Stored rows.
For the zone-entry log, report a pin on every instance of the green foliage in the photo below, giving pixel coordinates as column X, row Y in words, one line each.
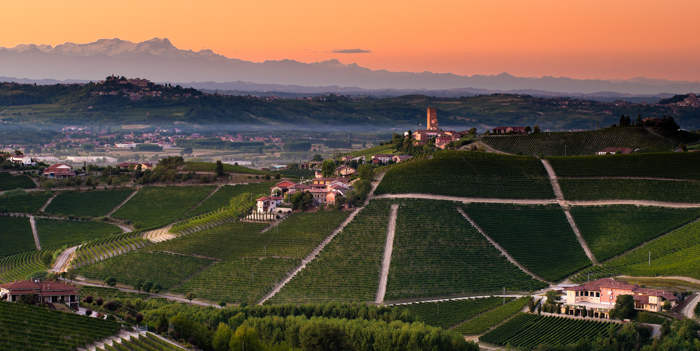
column 156, row 206
column 612, row 230
column 471, row 174
column 93, row 203
column 58, row 330
column 438, row 253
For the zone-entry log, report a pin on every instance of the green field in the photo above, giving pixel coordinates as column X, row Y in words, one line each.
column 224, row 195
column 626, row 189
column 25, row 203
column 161, row 268
column 15, row 236
column 680, row 165
column 9, row 182
column 27, row 327
column 92, row 203
column 239, row 280
column 612, row 230
column 539, row 237
column 438, row 253
column 470, row 174
column 530, row 330
column 56, row 232
column 580, row 143
column 157, row 206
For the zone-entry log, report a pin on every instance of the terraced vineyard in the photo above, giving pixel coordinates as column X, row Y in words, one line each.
column 348, row 267
column 15, row 236
column 617, row 189
column 674, row 254
column 56, row 232
column 438, row 253
column 579, row 143
column 9, row 182
column 445, row 314
column 158, row 267
column 536, row 236
column 490, row 319
column 156, row 206
column 530, row 330
column 612, row 230
column 92, row 203
column 28, row 327
column 470, row 174
column 239, row 280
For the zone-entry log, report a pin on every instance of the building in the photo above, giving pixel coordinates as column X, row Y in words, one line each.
column 601, row 295
column 47, row 292
column 59, row 171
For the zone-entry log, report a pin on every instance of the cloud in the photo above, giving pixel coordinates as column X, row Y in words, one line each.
column 351, row 51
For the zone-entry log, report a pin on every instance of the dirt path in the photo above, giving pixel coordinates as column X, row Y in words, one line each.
column 500, row 248
column 388, row 248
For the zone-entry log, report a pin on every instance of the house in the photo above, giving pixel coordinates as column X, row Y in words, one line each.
column 59, row 171
column 614, row 151
column 601, row 295
column 47, row 292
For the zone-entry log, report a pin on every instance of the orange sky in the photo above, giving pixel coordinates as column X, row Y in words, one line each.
column 580, row 39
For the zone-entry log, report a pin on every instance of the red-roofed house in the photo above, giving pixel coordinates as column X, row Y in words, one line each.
column 47, row 292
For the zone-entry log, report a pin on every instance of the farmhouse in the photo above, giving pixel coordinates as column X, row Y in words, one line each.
column 47, row 292
column 602, row 294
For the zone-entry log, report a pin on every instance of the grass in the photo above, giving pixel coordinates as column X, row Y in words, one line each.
column 92, row 203
column 56, row 232
column 612, row 230
column 16, row 235
column 470, row 174
column 157, row 206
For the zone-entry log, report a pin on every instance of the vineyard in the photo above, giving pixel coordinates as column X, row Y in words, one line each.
column 348, row 267
column 438, row 253
column 15, row 236
column 445, row 314
column 56, row 232
column 239, row 280
column 9, row 182
column 470, row 174
column 617, row 189
column 27, row 327
column 612, row 230
column 674, row 254
column 93, row 203
column 530, row 330
column 158, row 267
column 492, row 318
column 679, row 165
column 539, row 237
column 579, row 143
column 156, row 206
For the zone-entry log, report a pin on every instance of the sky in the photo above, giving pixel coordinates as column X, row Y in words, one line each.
column 591, row 39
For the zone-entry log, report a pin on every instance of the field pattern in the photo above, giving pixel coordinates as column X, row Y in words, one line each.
column 445, row 314
column 470, row 174
column 679, row 165
column 539, row 237
column 579, row 143
column 438, row 253
column 348, row 268
column 156, row 206
column 239, row 280
column 530, row 330
column 56, row 232
column 93, row 203
column 36, row 328
column 15, row 236
column 612, row 230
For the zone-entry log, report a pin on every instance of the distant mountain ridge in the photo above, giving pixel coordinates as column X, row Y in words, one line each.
column 159, row 60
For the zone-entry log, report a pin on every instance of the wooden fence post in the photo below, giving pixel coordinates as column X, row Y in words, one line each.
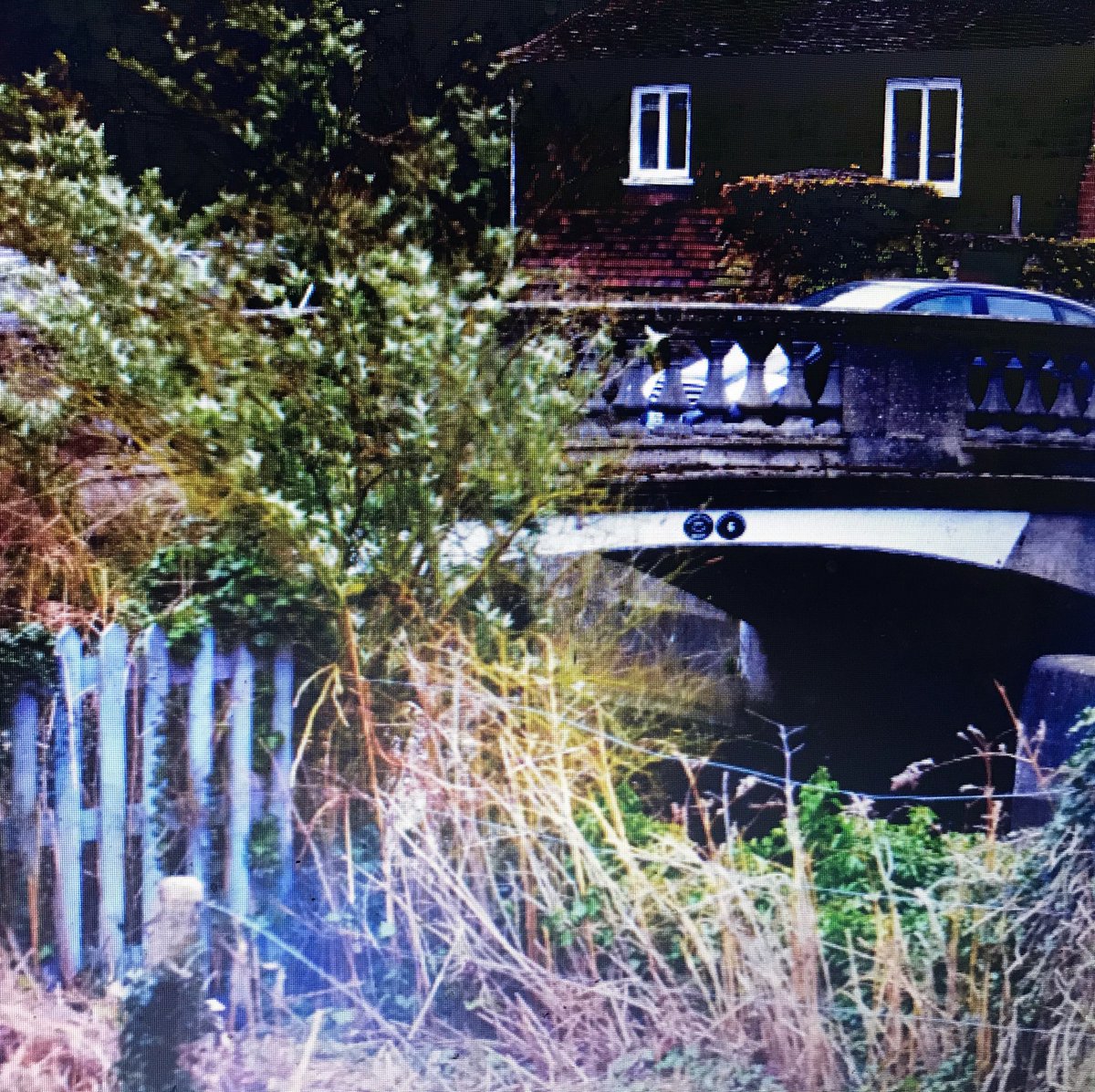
column 113, row 664
column 26, row 805
column 239, row 779
column 282, row 805
column 200, row 748
column 68, row 783
column 153, row 718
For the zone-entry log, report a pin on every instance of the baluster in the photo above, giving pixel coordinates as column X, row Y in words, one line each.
column 153, row 722
column 996, row 412
column 672, row 400
column 713, row 405
column 25, row 761
column 68, row 790
column 756, row 400
column 597, row 411
column 977, row 384
column 830, row 405
column 795, row 400
column 200, row 747
column 630, row 404
column 282, row 722
column 1083, row 383
column 240, row 762
column 1065, row 412
column 113, row 664
column 1030, row 408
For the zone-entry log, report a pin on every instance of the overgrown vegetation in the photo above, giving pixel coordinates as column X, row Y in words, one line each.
column 798, row 234
column 340, row 440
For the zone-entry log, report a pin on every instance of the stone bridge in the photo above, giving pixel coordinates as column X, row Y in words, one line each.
column 902, row 508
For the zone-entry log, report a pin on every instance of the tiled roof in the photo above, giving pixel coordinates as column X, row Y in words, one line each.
column 663, row 251
column 734, row 27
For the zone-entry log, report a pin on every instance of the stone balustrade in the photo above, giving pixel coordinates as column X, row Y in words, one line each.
column 800, row 390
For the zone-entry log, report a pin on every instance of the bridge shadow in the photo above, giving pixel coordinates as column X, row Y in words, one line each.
column 885, row 659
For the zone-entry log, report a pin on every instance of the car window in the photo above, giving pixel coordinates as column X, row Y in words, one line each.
column 1076, row 317
column 1018, row 307
column 948, row 303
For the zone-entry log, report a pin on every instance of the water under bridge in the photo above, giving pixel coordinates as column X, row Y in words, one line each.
column 901, row 508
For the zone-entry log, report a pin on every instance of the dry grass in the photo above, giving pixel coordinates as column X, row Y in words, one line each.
column 518, row 888
column 53, row 1043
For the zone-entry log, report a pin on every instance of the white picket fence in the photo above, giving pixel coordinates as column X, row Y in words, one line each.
column 49, row 808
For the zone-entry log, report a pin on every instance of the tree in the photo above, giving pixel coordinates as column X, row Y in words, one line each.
column 317, row 355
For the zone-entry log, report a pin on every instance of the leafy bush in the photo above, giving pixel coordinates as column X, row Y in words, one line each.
column 866, row 870
column 1063, row 267
column 803, row 234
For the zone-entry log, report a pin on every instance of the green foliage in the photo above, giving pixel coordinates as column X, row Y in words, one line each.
column 854, row 856
column 26, row 657
column 1063, row 267
column 687, row 1069
column 802, row 234
column 355, row 438
column 264, row 856
column 206, row 577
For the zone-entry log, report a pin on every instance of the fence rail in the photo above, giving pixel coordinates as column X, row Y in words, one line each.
column 72, row 786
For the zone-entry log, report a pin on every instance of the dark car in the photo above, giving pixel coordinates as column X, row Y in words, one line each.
column 952, row 297
column 917, row 296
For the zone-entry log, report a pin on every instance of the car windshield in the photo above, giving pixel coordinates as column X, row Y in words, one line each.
column 873, row 296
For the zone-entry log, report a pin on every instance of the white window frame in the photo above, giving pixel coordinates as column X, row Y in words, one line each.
column 661, row 174
column 890, row 150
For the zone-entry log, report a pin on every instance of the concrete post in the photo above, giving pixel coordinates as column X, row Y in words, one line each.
column 1058, row 690
column 755, row 670
column 174, row 931
column 163, row 1007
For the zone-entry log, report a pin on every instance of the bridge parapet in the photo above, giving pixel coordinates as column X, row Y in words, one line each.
column 800, row 391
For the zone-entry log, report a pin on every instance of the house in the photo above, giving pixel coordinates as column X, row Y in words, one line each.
column 633, row 114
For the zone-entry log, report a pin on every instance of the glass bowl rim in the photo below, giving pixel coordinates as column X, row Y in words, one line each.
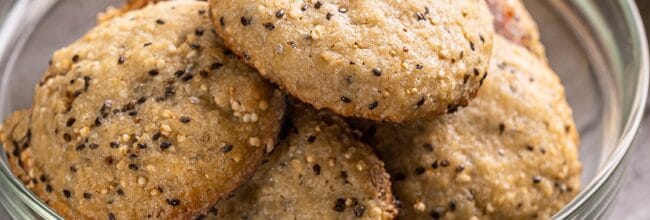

Objective.
Type out all of the records above word for word, leaving the pictures out.

Written solution.
For the zone-entry log, report a pin on every instance of the green foliage in the photo below, giving pixel coordinates as column X, row Y in words, one line each.
column 156, row 206
column 612, row 230
column 471, row 174
column 93, row 203
column 58, row 330
column 438, row 253
For the zone-entry log, report a pin on every instance of the green field in the photo above, giving pixel coordinates as column X, row Y in words, one line each.
column 224, row 195
column 626, row 189
column 25, row 203
column 161, row 268
column 15, row 236
column 680, row 165
column 9, row 182
column 27, row 327
column 92, row 203
column 239, row 280
column 612, row 230
column 539, row 237
column 438, row 253
column 470, row 174
column 530, row 330
column 56, row 232
column 580, row 143
column 157, row 206
For the zone-entry log, report a pin on every instance of the terraced vineyard in the photo above, giving pixel coordinates as column X, row Y in words, one line each.
column 348, row 267
column 15, row 236
column 617, row 189
column 674, row 254
column 56, row 232
column 438, row 253
column 579, row 143
column 9, row 182
column 445, row 314
column 158, row 267
column 536, row 236
column 490, row 319
column 156, row 206
column 530, row 330
column 612, row 230
column 92, row 203
column 28, row 327
column 470, row 174
column 239, row 280
For the zone-entry log, report a pin on every instance of the building in the photo above, giving pixel coordinates as column X, row Y in words, one line each.
column 601, row 295
column 47, row 292
column 59, row 171
For the zone-entry log, report a pin on every instance of the cloud in the photo above, giving pixel coordinates as column X, row Y in words, one line each.
column 351, row 51
For the zone-entry log, report a pin on every instance of the dirt path in the photo above, giving pixel coordinates as column X, row Y in words, one line each.
column 500, row 248
column 388, row 248
For the zone-entry log, report a pin on every instance of the house in the photo above, giving pixel coordinates as column X, row Y in words, one line each.
column 59, row 171
column 614, row 151
column 601, row 295
column 47, row 292
For the zone-entry log, report a pin on every instance of the orange sky in the photo above, giving pixel coordinates as column X, row Y in words, one line each.
column 580, row 39
For the zone-entry log, report a pin on every instance of the red-roofed house in the photo above, giving pixel coordinates as column X, row Y in words, one line each.
column 47, row 292
For the zone-entry log, report a pin on every instance of the farmhouse in the photo above, giving pixel coordinates as column X, row Y in words, one line each.
column 47, row 292
column 602, row 294
For the zone-entry log, report a pin on every instance of the grass in the photo above, giving pixel coordinates as column X, row Y in words, one line each.
column 92, row 203
column 56, row 232
column 612, row 230
column 16, row 235
column 470, row 174
column 157, row 206
For the zone-entry log, report a pin on every instance of the vineyard in the photo above, giving pixel coordinates as column X, row Y in words, one line each.
column 348, row 267
column 438, row 253
column 15, row 236
column 445, row 314
column 56, row 232
column 239, row 280
column 9, row 182
column 470, row 174
column 617, row 189
column 27, row 327
column 612, row 230
column 674, row 254
column 93, row 203
column 530, row 330
column 158, row 267
column 492, row 318
column 679, row 165
column 539, row 237
column 579, row 143
column 156, row 206
For the zone-entry log, report a pin on every instance of the sky in the photo above, giving pixel coordinates as column X, row Y in words, one line each.
column 591, row 39
For the zone-entry log, report a pin on every instance of the field pattern in the photo above, giving pixel coordinates as column X, row Y in words, one line each.
column 445, row 314
column 470, row 174
column 679, row 165
column 539, row 237
column 579, row 143
column 438, row 253
column 348, row 268
column 156, row 206
column 239, row 280
column 530, row 330
column 56, row 232
column 93, row 203
column 36, row 328
column 15, row 236
column 612, row 230
For the zone-entry log, report a pin on every instance of the distant mountain ridge in the photo above, giving pixel coordinates as column X, row Y in words, one line each.
column 159, row 60
For the zone-entry log, report a pin on every instance of the wooden fence post in the photo below, giving pixel coordinates as column X, row Y in words, one line each.
column 113, row 664
column 26, row 805
column 239, row 779
column 282, row 805
column 200, row 748
column 68, row 783
column 153, row 718
For the zone-entry log, report a pin on every instance of the baluster in the photo above, giving pixel coordinates as column X, row Y in words, one line each.
column 153, row 722
column 996, row 412
column 672, row 400
column 713, row 405
column 25, row 761
column 68, row 790
column 756, row 400
column 597, row 411
column 977, row 384
column 830, row 405
column 795, row 400
column 200, row 747
column 630, row 404
column 282, row 722
column 1083, row 383
column 240, row 762
column 1065, row 412
column 113, row 664
column 1030, row 408
For the zone-entry log, report a pin on every instance of the overgrown vegetation in the photo above, giving pixel coordinates as column X, row Y in words, one line each.
column 798, row 234
column 340, row 440
For the zone-entry log, report a pin on every instance of the stone bridge in the photo above, giving pixel coordinates as column X, row Y in words, one line each.
column 902, row 508
For the zone-entry log, report a pin on every instance of the tiled roof in the photo above, giving pixel coordinates as column X, row Y in words, one line each.
column 663, row 251
column 734, row 27
For the zone-entry log, report a pin on every instance of the stone balustrade in the photo above, giving pixel coordinates as column X, row Y in words, one line each.
column 800, row 390
For the zone-entry log, report a pin on every instance of the bridge shadow in the photo above, giving pixel coordinates as column X, row Y in words, one line each.
column 885, row 659
For the zone-entry log, report a pin on every instance of the car window in the photo above, giving pixel coordinates as column X, row Y in words, one line each.
column 1076, row 317
column 1018, row 307
column 948, row 303
For the zone-entry log, report a pin on every instance of the water under bridge in the photo above, giving pixel coordinates as column X, row Y in words, one line each.
column 901, row 508
For the zone-entry log, report a pin on every instance of the dry grass in the photo above, giving pixel coordinates as column X, row Y in words, one line each.
column 518, row 888
column 53, row 1043
For the zone-entry log, report a pin on every instance of the white picket fence in the photo above, giving pixel coordinates as column X, row Y in words, one line each.
column 49, row 808
For the zone-entry log, report a pin on every instance of the tree in the photo above, giving pixel coordinates as column X, row Y in words, one line each.
column 317, row 355
For the zone-entry log, report a pin on every instance of the leafy bush in the photo above, giving pixel coordinates as column X, row Y in words, one line each.
column 866, row 870
column 1063, row 267
column 803, row 234
For the zone-entry log, report a pin on every instance of the green foliage in the photo above, giving pixel coordinates as column X, row Y in words, one line each.
column 854, row 856
column 26, row 657
column 1063, row 267
column 687, row 1069
column 802, row 234
column 355, row 438
column 264, row 856
column 206, row 577
For the zone-entry log, report a pin on every instance of the fence rail in the photo above, giving pixel coordinates as column X, row Y in words, one line each.
column 72, row 786
For the zone-entry log, report a pin on every instance of the dark car in the photo above, giving pixel coordinates as column X, row Y in words, one line each.
column 952, row 297
column 917, row 296
For the zone-entry log, report a pin on every instance of the car windshield in the photo above, giving pixel coordinates as column X, row Y in words, one line each.
column 873, row 296
For the zone-entry log, report a pin on every instance of the white window frame in the photo above, giving pixel coordinates as column X, row Y in words, one line each.
column 661, row 174
column 890, row 150
For the zone-entry log, report a pin on every instance of the concrete post in the photo above, giving pixel coordinates as column X, row Y in words, one line each.
column 1058, row 690
column 755, row 670
column 174, row 931
column 163, row 1007
For the zone-entry log, report a pin on every instance of the bridge parapet in the photo above, giving pixel coordinates as column X, row Y in words, one line each.
column 800, row 391
For the zone-entry log, report a pin on every instance of the house in the photo above, giving pixel coordinates as column X, row Y in words, one line each.
column 633, row 114
For the zone-entry log, report a pin on every instance of the glass bowl rim in the photo below, giving pixel coordinates as column X, row Y in words, one line each.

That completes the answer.